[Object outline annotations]
*-*-*
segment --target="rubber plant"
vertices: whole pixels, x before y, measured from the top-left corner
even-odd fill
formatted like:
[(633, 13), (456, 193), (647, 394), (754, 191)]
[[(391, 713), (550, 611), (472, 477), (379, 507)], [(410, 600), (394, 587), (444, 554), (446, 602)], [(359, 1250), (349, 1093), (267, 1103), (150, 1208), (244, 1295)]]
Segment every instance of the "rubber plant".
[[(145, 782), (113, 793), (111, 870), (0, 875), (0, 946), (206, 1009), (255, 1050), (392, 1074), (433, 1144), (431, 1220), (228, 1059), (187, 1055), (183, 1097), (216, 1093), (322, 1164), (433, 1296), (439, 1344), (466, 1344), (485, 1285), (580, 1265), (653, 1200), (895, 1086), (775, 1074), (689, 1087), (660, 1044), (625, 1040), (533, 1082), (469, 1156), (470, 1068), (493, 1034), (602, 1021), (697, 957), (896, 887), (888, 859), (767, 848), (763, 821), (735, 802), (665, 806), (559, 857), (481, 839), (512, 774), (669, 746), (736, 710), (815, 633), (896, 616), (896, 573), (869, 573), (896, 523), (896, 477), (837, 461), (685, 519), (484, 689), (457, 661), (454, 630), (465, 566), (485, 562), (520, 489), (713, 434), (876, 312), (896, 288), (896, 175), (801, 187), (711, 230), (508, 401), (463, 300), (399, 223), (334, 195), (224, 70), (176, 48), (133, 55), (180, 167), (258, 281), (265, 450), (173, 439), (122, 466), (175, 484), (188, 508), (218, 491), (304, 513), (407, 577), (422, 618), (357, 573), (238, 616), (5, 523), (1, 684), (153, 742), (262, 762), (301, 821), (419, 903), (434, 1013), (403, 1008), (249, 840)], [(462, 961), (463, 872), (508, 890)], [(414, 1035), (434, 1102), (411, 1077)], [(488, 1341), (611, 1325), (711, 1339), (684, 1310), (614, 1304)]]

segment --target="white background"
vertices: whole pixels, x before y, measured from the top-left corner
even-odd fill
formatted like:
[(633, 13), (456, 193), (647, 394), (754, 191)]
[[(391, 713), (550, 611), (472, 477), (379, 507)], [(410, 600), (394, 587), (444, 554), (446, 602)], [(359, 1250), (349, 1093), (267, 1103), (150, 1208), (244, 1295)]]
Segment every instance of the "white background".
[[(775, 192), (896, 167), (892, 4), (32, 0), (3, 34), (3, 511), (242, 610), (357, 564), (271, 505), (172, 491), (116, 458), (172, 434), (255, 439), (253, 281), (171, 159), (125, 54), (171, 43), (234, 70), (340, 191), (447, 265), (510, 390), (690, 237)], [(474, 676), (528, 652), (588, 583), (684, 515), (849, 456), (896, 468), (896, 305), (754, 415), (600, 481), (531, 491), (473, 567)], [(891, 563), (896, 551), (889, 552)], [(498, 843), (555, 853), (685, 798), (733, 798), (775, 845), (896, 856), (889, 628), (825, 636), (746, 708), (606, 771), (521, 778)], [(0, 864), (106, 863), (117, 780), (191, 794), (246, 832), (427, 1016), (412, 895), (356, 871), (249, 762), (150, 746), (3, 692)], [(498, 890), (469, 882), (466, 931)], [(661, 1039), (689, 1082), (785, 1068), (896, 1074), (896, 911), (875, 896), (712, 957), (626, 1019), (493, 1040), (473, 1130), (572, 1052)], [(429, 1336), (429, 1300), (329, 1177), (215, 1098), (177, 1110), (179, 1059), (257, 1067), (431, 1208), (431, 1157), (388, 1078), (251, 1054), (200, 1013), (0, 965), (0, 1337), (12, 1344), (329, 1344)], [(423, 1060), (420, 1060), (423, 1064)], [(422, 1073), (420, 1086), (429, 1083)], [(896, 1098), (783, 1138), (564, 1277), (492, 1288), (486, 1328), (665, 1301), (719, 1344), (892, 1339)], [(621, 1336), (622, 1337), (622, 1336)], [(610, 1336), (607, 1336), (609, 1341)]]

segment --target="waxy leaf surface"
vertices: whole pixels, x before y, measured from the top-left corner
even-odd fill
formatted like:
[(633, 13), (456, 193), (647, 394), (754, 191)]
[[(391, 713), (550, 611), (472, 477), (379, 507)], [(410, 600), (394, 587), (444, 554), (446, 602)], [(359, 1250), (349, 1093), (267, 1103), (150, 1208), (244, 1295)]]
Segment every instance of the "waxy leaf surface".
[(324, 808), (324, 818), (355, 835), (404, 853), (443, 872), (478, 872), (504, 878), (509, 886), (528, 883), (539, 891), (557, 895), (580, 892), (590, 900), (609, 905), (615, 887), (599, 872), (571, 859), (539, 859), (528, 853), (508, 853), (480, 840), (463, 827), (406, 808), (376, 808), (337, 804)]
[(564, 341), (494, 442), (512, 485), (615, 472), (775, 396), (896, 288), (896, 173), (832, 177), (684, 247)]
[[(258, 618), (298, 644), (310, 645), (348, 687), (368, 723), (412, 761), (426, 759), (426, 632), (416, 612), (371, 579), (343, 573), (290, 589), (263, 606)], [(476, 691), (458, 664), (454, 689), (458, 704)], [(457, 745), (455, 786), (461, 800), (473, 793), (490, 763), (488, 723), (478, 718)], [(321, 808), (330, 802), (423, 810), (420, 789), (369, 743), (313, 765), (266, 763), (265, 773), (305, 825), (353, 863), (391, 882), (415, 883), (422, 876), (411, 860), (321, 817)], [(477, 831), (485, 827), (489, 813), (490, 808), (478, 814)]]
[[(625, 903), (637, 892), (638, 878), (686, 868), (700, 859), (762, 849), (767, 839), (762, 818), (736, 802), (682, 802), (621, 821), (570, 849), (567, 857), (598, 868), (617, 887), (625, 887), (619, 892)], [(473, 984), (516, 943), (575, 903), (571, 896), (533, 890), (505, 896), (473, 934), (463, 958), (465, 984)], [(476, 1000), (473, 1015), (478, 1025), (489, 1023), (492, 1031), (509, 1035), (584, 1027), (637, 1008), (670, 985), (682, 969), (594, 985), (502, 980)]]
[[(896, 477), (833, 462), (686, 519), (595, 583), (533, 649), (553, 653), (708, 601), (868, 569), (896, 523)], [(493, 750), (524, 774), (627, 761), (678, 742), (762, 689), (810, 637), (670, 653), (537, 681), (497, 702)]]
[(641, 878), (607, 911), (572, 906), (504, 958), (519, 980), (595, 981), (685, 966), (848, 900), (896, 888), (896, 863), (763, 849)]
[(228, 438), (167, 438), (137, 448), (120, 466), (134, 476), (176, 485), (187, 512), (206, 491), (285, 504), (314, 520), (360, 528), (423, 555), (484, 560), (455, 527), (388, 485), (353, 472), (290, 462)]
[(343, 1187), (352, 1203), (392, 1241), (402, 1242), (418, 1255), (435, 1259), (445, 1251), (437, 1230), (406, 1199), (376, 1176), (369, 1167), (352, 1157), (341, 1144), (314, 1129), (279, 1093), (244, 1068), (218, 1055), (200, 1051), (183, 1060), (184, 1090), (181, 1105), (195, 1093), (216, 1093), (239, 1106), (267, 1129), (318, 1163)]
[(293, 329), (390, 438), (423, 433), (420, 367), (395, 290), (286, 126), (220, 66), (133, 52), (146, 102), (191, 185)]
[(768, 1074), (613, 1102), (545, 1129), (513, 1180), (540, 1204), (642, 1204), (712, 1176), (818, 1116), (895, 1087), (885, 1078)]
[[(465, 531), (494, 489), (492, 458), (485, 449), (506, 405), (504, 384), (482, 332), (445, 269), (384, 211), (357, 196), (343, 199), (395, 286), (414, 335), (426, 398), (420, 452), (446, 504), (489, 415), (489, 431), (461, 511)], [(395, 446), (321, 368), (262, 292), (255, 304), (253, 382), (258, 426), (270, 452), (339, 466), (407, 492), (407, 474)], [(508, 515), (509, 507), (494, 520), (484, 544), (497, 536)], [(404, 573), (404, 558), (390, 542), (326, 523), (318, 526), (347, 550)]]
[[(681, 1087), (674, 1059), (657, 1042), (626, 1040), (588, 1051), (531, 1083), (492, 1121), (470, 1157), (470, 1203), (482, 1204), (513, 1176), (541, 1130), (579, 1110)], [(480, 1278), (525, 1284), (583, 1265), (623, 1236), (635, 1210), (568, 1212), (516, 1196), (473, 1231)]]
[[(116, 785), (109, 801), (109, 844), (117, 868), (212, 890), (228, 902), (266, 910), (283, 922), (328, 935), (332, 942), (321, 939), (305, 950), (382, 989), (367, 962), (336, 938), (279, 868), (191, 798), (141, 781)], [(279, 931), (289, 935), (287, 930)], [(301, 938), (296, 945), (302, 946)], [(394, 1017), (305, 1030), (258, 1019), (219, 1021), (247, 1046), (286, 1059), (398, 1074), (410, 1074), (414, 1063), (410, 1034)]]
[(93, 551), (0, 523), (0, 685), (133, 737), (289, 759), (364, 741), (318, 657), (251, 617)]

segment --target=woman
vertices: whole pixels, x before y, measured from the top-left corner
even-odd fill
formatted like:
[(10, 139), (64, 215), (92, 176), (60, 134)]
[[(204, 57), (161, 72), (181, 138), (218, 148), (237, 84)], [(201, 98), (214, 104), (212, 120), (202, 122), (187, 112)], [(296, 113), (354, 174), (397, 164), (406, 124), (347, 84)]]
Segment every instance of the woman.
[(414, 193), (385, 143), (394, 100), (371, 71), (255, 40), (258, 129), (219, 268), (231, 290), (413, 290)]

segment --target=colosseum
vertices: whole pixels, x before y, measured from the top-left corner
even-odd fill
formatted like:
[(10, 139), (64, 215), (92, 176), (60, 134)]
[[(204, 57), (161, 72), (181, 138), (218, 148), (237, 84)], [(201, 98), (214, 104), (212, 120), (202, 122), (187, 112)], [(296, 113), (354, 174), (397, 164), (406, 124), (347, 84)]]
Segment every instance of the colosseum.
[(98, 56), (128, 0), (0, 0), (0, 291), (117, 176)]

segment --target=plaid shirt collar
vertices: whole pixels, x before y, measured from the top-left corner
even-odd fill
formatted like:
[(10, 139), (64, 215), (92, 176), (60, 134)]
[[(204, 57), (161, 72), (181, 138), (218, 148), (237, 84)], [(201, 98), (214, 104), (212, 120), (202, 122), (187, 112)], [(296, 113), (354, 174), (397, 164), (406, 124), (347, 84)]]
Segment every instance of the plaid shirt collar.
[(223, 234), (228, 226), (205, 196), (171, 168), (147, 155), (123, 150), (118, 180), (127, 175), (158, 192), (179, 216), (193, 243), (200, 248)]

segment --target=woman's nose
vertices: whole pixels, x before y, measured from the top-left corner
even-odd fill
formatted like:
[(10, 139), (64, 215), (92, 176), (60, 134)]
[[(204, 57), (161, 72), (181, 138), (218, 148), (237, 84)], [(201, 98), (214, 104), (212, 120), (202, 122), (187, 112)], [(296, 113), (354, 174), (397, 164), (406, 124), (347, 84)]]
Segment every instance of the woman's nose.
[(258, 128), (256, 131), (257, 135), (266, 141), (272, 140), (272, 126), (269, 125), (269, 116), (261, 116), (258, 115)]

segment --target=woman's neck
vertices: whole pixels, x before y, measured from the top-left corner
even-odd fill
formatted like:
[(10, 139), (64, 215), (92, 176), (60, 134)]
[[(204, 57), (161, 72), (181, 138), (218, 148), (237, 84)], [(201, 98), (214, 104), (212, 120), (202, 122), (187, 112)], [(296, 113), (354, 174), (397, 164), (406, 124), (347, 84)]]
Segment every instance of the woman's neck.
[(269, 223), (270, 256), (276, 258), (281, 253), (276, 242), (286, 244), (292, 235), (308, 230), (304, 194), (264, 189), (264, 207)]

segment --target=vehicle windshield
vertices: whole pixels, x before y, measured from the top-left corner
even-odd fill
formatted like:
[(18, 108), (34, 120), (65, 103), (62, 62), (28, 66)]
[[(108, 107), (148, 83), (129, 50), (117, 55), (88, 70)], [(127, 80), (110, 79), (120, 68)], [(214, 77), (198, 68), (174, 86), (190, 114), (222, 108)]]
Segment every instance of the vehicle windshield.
*-*-*
Scale everything from the line containing "segment --target=colosseum" down to the line containing "243), (200, 248)]", both included, and give those lines again with the requests unchanged. In the answer outlines only, multiply every vertex coordinate by 0.95 and round to whole numbers, halves up, leaving the requests and their format samples as they are.

__FINISHED TASK__.
segment --target=colosseum
vertices: whole pixels, x before y, measured from the top-left corner
even-odd fill
formatted like:
[(10, 139), (64, 215), (92, 176), (60, 134)]
[[(204, 57), (161, 72), (181, 138), (218, 148), (237, 84)], [(201, 98), (214, 104), (212, 120), (202, 122), (187, 112)], [(296, 113), (354, 174), (397, 164), (406, 124), (347, 84)]]
Segment every instance of the colosseum.
[(93, 53), (122, 0), (0, 0), (0, 276), (111, 167)]

segment --target=plaid shirt collar
vertices: whole pixels, x before y, measured from the top-left corner
even-odd fill
formatted like:
[(10, 139), (64, 215), (92, 176), (60, 134)]
[[(204, 57), (161, 72), (181, 138), (218, 148), (237, 84)], [(201, 98), (214, 104), (212, 120), (202, 122), (187, 112)], [(296, 113), (354, 174), (397, 164), (406, 124), (347, 84)]]
Segment every instance of the plaid shirt collar.
[(212, 222), (217, 215), (195, 186), (162, 160), (140, 147), (117, 143), (112, 171), (121, 166), (150, 182), (170, 205), (183, 231), (190, 236)]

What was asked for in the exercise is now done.